_EXERCISE OBJECTIVE_
Every line from the one with "sled accordingly in the photo above." to the end of the data needs to be copied exactly, and no line before it.

_SOURCE DATA_

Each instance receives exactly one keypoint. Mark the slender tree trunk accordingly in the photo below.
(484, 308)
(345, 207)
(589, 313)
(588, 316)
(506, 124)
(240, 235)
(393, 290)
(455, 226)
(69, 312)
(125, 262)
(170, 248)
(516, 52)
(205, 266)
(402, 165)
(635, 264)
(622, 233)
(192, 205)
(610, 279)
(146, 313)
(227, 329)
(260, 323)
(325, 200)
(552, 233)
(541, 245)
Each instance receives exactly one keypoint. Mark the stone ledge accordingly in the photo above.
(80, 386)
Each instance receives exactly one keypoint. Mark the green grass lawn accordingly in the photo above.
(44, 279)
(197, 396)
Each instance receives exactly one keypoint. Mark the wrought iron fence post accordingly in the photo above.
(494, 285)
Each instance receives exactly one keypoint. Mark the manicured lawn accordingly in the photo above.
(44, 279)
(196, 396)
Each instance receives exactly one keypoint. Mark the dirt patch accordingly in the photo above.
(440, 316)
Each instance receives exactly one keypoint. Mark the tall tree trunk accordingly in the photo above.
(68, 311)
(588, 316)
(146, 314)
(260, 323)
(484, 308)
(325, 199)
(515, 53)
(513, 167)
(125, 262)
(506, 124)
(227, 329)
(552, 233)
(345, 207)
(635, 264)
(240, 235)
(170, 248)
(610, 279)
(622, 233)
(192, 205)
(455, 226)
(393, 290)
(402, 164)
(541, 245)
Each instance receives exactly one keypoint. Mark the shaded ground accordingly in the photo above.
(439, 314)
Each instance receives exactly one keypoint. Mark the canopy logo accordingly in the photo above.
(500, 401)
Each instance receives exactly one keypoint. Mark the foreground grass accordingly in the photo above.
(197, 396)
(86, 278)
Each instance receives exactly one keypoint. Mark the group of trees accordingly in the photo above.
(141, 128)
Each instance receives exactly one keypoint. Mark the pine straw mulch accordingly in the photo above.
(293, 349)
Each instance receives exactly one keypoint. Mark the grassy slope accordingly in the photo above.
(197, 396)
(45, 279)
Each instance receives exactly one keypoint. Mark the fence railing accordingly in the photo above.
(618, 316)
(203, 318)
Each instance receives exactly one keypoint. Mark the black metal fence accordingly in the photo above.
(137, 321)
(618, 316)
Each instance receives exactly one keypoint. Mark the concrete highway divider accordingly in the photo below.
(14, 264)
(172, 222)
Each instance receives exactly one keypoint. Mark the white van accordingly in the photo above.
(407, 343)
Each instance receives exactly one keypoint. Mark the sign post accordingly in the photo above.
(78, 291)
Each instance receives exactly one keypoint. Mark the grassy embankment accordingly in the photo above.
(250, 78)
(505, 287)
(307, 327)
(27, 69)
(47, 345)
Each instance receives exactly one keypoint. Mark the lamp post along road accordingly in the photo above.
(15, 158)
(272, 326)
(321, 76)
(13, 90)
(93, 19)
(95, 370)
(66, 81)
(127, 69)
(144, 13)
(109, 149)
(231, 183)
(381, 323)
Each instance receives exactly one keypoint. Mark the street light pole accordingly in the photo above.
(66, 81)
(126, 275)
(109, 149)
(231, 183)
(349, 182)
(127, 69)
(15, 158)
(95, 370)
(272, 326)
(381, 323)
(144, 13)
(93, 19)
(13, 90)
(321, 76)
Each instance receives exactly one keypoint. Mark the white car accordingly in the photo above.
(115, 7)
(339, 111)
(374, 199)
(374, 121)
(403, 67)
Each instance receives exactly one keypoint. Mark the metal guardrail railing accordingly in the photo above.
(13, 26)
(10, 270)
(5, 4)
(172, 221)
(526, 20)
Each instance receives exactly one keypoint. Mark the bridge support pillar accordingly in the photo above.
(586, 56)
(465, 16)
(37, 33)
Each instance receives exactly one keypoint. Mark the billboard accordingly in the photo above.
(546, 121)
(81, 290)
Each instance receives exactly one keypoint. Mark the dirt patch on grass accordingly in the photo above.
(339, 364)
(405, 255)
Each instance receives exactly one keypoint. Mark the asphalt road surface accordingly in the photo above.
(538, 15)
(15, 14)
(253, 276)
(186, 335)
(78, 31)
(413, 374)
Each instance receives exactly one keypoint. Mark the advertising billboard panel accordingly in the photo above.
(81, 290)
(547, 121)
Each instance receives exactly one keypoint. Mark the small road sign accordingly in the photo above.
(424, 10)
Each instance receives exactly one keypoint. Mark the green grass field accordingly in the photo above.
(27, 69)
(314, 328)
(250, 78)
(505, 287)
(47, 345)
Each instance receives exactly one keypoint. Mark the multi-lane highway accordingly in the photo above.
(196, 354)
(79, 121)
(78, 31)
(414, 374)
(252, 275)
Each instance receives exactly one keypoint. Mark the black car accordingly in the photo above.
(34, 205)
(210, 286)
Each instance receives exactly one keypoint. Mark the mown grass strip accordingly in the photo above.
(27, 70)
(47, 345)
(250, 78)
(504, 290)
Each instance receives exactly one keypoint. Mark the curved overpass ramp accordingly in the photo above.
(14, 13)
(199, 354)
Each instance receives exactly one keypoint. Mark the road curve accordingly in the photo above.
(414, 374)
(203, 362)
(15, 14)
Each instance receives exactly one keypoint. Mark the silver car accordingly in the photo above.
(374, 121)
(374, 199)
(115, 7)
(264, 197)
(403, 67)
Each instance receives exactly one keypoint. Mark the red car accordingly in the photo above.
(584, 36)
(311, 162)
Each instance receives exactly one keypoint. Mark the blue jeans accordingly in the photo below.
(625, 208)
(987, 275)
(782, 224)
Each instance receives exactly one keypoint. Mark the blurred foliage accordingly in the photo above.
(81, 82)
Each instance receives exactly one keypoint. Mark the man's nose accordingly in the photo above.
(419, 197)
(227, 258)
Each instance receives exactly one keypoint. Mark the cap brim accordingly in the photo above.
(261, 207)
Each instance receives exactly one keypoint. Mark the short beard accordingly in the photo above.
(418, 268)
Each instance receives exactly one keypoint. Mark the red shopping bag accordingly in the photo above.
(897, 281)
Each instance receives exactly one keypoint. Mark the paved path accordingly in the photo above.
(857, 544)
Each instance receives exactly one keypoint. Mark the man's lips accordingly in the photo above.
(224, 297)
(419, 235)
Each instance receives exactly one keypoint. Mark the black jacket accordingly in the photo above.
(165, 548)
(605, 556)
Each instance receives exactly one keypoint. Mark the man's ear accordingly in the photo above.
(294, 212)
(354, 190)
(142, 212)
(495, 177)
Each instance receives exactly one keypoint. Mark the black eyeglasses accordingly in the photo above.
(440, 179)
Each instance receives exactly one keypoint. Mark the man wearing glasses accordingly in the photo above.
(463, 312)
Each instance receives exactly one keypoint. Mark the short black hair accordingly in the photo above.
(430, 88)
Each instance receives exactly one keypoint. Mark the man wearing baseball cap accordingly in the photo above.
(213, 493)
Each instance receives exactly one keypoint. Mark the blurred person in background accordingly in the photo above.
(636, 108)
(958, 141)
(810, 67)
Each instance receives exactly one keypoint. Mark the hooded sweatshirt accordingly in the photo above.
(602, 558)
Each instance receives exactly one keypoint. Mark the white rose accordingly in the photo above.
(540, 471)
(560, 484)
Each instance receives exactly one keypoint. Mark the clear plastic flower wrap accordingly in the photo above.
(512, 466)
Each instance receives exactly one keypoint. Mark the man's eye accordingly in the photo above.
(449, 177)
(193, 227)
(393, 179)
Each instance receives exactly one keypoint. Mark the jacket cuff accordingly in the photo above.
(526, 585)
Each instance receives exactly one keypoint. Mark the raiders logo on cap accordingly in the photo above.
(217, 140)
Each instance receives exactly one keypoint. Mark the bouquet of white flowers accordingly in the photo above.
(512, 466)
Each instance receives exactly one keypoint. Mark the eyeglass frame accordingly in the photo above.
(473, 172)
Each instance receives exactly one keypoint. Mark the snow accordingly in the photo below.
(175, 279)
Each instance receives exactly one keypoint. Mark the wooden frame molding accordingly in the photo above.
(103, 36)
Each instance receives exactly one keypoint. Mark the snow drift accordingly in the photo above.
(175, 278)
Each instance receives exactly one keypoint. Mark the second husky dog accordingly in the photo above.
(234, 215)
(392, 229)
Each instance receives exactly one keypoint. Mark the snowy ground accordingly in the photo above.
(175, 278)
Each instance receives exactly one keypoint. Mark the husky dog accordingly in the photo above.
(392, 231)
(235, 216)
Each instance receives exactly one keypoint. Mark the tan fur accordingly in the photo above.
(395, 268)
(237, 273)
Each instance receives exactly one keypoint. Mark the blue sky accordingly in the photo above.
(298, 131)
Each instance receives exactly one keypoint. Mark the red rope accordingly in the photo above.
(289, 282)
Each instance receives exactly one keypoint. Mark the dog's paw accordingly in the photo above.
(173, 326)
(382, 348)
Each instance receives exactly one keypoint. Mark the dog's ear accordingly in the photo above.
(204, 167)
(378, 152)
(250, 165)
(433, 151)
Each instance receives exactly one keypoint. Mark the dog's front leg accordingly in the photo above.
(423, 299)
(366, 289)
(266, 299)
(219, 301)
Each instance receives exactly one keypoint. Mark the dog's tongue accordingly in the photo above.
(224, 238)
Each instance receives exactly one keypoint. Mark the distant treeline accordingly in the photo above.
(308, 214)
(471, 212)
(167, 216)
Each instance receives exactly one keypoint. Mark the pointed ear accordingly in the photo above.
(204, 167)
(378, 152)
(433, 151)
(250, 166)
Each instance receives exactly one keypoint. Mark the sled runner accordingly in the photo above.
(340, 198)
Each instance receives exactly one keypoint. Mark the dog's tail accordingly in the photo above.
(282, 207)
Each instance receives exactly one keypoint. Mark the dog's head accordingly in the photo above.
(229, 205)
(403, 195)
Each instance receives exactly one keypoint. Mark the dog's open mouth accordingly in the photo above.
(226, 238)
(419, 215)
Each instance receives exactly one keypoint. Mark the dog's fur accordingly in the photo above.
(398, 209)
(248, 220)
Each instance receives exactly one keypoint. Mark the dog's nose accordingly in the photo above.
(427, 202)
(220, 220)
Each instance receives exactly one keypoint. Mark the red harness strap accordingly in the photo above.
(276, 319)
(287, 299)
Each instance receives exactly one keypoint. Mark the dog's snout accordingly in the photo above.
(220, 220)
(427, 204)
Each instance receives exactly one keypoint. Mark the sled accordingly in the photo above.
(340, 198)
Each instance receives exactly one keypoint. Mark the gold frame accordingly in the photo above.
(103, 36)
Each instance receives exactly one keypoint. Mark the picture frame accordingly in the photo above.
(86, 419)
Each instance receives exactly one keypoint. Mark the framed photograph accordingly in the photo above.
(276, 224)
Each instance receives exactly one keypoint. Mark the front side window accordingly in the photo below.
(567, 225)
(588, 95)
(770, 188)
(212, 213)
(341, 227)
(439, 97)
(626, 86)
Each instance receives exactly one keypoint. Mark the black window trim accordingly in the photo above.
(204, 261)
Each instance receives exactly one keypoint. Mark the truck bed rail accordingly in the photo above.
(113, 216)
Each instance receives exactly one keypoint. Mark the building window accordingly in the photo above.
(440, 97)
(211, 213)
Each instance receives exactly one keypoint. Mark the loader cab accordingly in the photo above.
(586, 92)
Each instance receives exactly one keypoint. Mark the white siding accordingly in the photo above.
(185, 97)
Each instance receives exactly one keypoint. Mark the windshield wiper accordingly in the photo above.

_EXPECTED ANSWER_
Each instance receives exactly one keypoint. Mark the sled accordingly in the photo above.
(340, 198)
Each instance receives exactly one keypoint. Mark the gold frame accordingly in the photo above.
(103, 36)
Each instance receives exactly one keypoint. Mark the picture frame accordingly in the photo above.
(86, 419)
Each instance receives exactly one keypoint. Mark the framed photograph accordingly in the photo above.
(276, 224)
Each instance receives exactly one keypoint. Mark the front side window accordingly in the photo below.
(567, 225)
(588, 95)
(770, 188)
(212, 213)
(341, 227)
(439, 97)
(626, 86)
Each instance receives exactly one keypoint. Mark the black window trim accordingly in the photo above.
(204, 261)
Each instance receives exactly one keypoint. Mark the truck bed rail accordingly in the photo above.
(113, 216)
Each instance receives exactly one keypoint. Mark the building window accordingly in the photo above.
(440, 97)
(211, 213)
Each instance receives exactly one keypoint. Mark the loader cab accordingly in the photo above.
(586, 92)
Each instance receives exactly one keypoint. Mark the white siding accordingly in the photo above.
(185, 97)
Each instance receives exactly one keypoint. Mark the windshield wiper accordingly in the photo above.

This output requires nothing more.